◆ **REQUIREMENTS**:
Count the lines in the data below that contain the string "cloud", with uppercase and lowercase treated as different. Reply with the number alone.

◆ **EXERCISE MATERIALS**:
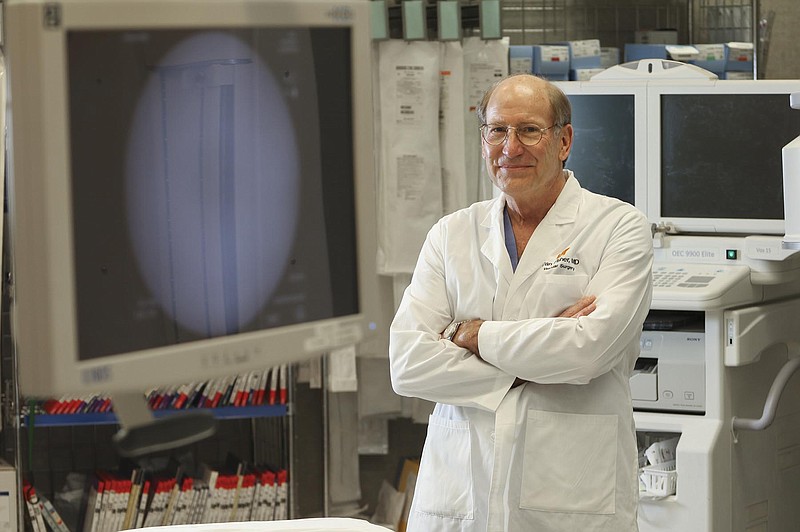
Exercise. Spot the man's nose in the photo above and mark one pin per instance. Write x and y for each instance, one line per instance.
(512, 144)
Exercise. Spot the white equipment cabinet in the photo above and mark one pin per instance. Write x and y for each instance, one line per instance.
(729, 478)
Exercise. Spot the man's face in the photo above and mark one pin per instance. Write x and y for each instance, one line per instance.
(517, 169)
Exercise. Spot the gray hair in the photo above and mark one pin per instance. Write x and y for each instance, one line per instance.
(559, 103)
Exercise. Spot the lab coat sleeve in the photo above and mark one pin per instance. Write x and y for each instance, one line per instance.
(424, 365)
(574, 351)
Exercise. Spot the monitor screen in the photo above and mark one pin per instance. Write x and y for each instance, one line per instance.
(211, 183)
(192, 190)
(604, 146)
(721, 154)
(716, 155)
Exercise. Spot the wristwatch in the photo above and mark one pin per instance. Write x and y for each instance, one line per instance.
(451, 330)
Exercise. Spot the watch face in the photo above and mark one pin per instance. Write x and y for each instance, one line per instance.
(450, 331)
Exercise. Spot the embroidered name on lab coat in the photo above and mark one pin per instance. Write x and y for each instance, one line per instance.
(561, 261)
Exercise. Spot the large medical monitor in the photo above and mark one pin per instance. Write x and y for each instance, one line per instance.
(609, 148)
(191, 188)
(715, 154)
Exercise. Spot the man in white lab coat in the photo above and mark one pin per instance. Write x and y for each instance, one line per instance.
(522, 322)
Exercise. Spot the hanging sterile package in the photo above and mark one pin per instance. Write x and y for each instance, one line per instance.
(485, 62)
(409, 180)
(451, 127)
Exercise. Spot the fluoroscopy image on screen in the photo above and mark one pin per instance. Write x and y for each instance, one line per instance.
(212, 183)
(721, 154)
(603, 149)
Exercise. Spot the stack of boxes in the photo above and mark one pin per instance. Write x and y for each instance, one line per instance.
(733, 60)
(570, 60)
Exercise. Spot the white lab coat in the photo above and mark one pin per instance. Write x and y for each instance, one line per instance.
(557, 453)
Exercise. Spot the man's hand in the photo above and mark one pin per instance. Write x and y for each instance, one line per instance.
(467, 334)
(583, 307)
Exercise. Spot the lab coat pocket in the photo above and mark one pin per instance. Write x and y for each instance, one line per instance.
(570, 463)
(444, 486)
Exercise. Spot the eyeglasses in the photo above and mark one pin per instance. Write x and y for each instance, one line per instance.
(528, 135)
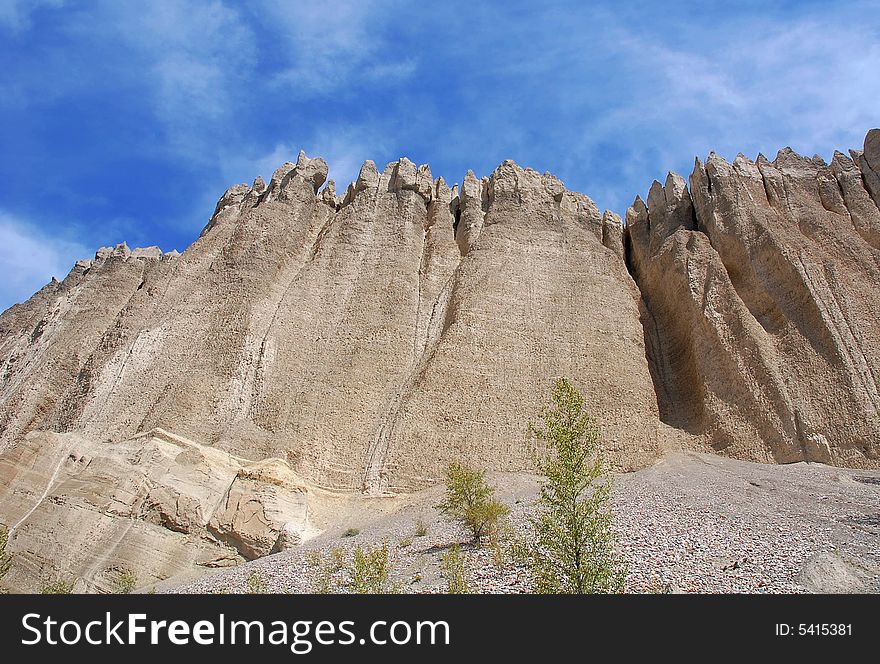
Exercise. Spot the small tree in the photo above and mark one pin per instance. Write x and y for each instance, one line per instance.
(469, 500)
(370, 570)
(574, 546)
(5, 558)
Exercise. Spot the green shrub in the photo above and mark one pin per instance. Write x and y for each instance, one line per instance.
(256, 584)
(324, 571)
(59, 587)
(573, 550)
(452, 565)
(469, 500)
(370, 570)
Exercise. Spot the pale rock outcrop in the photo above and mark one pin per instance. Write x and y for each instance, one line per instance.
(157, 504)
(265, 510)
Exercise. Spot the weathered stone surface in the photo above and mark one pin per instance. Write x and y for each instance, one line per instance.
(152, 504)
(761, 291)
(264, 501)
(368, 341)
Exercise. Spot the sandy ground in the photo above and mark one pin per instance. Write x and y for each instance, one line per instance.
(691, 523)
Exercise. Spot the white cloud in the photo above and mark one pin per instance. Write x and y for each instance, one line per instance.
(326, 46)
(17, 15)
(30, 258)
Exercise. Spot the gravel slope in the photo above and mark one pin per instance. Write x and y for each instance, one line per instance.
(691, 523)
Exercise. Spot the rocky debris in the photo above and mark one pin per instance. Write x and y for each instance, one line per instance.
(690, 524)
(157, 504)
(829, 572)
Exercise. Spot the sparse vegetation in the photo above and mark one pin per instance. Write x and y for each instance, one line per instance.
(126, 582)
(59, 587)
(368, 573)
(370, 570)
(469, 500)
(573, 550)
(452, 565)
(256, 584)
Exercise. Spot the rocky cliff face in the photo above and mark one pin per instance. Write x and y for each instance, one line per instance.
(760, 288)
(366, 339)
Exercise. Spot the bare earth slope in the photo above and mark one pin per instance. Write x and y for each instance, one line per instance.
(691, 523)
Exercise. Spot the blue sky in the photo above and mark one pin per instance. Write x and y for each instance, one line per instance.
(126, 120)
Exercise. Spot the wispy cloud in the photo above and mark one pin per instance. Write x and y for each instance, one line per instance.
(29, 258)
(328, 46)
(17, 15)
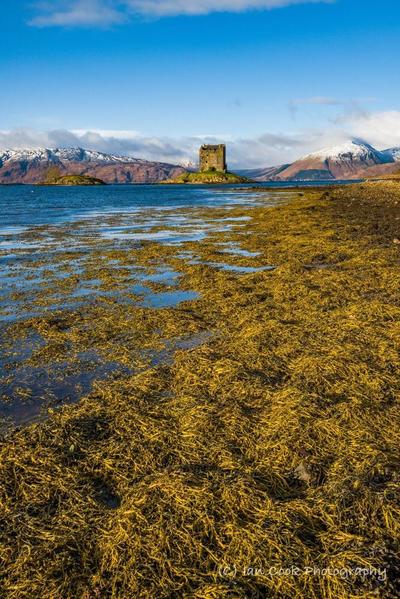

◆ **CORRECT ANSWER**:
2